[Dataset records Boundary: Start]

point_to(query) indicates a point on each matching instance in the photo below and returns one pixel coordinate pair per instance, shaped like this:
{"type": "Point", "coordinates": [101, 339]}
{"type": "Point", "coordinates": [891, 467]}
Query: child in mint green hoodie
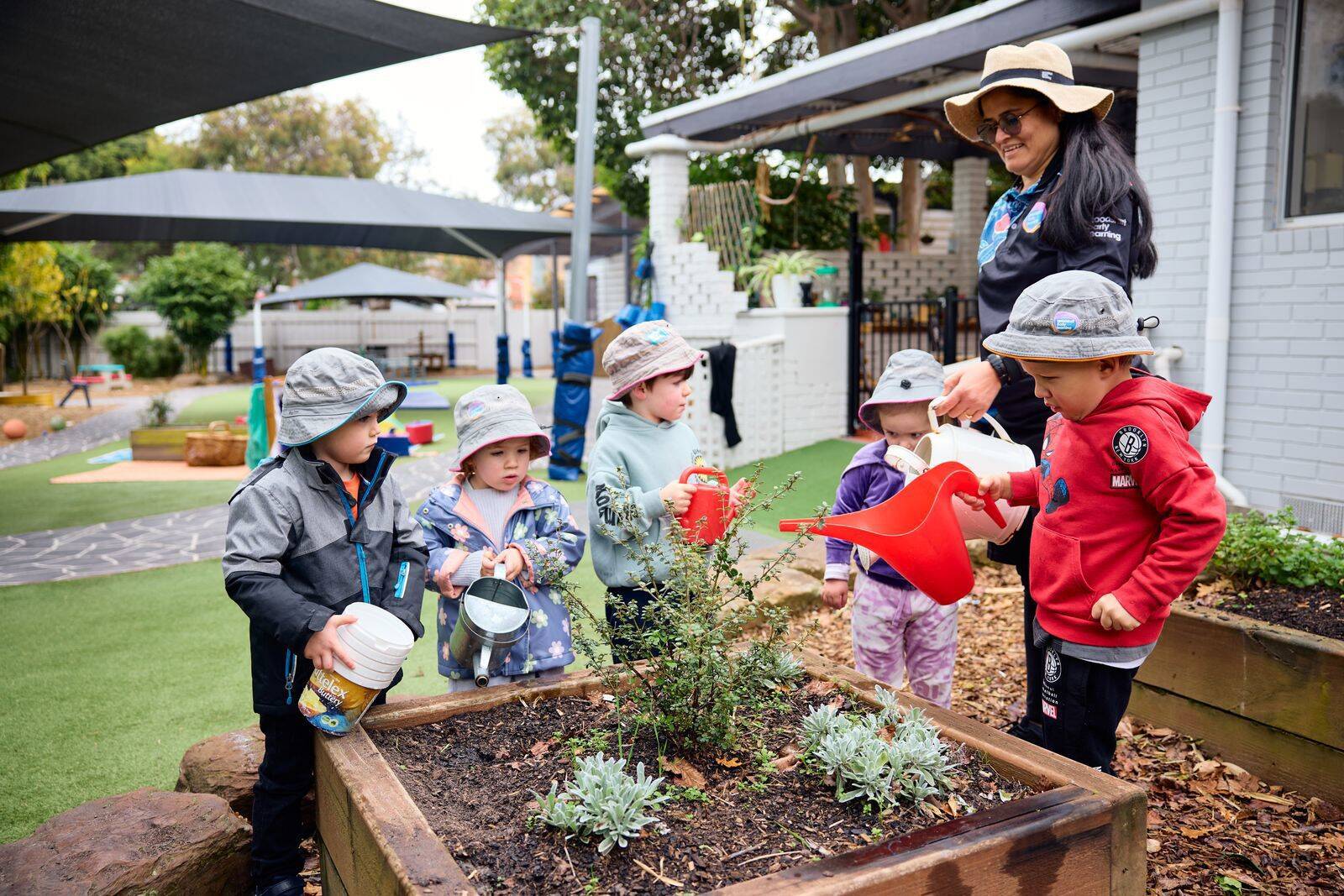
{"type": "Point", "coordinates": [638, 459]}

[Dataset records Boundary: End]

A faithful copy of all the lines above is needed, with the pictures omitted.

Response for this exercise.
point_to(query) indicates a point on each matching instance in the photo below and returns one pixel coordinate pair per instance, shaped like this:
{"type": "Point", "coordinates": [101, 339]}
{"type": "Point", "coordinates": [891, 467]}
Query: child in mint green hoodie
{"type": "Point", "coordinates": [638, 459]}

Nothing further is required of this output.